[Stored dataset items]

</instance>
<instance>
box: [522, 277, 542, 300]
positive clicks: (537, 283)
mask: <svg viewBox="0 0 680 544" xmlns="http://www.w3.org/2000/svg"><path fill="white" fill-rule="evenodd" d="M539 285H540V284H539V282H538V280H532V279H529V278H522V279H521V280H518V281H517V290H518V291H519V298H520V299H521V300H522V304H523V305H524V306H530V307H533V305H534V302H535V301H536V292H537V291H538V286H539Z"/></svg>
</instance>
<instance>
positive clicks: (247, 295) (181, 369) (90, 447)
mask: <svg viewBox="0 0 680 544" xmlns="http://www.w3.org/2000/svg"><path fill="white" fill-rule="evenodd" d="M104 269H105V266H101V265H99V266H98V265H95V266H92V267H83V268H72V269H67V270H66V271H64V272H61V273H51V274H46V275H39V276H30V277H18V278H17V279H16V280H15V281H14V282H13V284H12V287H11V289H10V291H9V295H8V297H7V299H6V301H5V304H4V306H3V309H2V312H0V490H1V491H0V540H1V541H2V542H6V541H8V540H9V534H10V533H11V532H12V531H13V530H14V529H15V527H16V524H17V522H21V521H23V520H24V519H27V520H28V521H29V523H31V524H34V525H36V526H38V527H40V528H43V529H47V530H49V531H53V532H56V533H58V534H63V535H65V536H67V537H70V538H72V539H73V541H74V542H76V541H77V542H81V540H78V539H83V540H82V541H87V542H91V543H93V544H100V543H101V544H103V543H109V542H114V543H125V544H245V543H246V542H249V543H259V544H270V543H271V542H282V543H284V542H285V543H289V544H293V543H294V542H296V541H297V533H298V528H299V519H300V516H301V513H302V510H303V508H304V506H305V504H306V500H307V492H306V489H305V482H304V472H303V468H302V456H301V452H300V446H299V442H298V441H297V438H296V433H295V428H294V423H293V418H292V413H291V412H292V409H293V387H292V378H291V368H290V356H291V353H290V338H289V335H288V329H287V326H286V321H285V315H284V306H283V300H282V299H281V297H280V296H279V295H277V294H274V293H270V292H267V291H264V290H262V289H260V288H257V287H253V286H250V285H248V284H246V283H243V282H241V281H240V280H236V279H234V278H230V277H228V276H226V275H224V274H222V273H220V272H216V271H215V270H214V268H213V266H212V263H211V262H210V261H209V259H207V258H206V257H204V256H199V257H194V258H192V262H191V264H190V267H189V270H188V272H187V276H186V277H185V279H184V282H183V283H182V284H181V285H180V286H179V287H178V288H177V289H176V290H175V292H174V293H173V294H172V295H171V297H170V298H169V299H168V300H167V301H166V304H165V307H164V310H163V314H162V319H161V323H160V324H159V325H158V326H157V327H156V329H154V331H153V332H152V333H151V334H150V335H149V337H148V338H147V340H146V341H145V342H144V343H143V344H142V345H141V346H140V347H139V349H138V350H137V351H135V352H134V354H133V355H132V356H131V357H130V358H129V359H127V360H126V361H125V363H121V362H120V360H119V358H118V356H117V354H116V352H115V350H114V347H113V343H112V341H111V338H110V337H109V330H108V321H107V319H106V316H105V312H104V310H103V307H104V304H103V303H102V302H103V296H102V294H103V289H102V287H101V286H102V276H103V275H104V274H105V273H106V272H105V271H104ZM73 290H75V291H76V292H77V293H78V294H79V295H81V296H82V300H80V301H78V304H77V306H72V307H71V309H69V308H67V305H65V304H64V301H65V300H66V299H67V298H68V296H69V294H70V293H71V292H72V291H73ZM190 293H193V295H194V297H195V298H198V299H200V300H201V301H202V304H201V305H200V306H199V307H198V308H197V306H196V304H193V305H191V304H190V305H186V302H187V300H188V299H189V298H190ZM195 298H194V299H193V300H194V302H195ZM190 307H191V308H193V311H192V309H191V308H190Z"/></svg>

_Activity_: Check each line of the records for the word "clicks" and extract those that contain it.

_Answer to the exercise_:
positive clicks: (537, 283)
positive clicks: (247, 295) (181, 369) (90, 447)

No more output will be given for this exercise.